» Text passage
-- START --

Attracted by the way they carry themselves, the authority they wield and the respect they're accorded, he's happy to become part of the crew and, as he learns the ropes, both on the door and in the ring, so he begins to regain his self-respect and self-confidence. Perhaps (as he apes Taxi Driver in the mirror) a little too much so.

But, there's more trouble ahead than drunks in pork pie hats and foul-mouthed slappers. This is the Eighties, drugs are making their way into the clubs and, with a baby on the way and looking to make some easy money, Sparky's working an arrangement with camel coated local gangster Hennessy (Ronnie Fox).

So, when an angered Louis calls time on that little arrangement and Rob sticks it to Hennessy, things turn brutally nasty leaving aspiring writer Danny with difficult choices to make.

Extensively filmed around Birmingham and based on former Coventry boxer-turned-bouncer Geoff Thompson's autobiography, Watch My Back (which also fuelled BAFTA nominated short Bouncer in which Fox and Parkes both appeared) for all the copious brutal violence with heads being kicked and bleach swigged, this is essentially a drama about turning your life around with pertinent observations about masculinity and community social responsibility.

-- END --

» Supplied material
-- START --

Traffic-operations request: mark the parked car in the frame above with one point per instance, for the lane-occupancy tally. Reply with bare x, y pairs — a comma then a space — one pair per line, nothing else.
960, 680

-- END --

» Written instruction 1
Retype the part of the film review that begins at the words "Attracted by the" and stops after "choices to make.", keeping every word and mark unchanged.
» Written instruction 2
Answer these questions about the film review:
(a) In which decade is the story set?
(b) Which actor plays the gangster Hennessy?
(c) Around which city was the film extensively filmed?

» Final result 1
Attracted by the way they carry themselves, the authority they wield and the respect they're accorded, he's happy to become part of the crew and, as he learns the ropes, both on the door and in the ring, so he begins to regain his self-respect and self-confidence. Perhaps (as he apes Taxi Driver in the mirror) a little too much so.

But, there's more trouble ahead than drunks in pork pie hats and foul-mouthed slappers. This is the Eighties, drugs are making their way into the clubs and, with a baby on the way and looking to make some easy money, Sparky's working an arrangement with camel coated local gangster Hennessy (Ronnie Fox).

So, when an angered Louis calls time on that little arrangement and Rob sticks it to Hennessy, things turn brutally nasty leaving aspiring writer Danny with difficult choices to make.

» Final result 2
(a) The Eighties
(b) Ronnie Fox
(c) Birmingham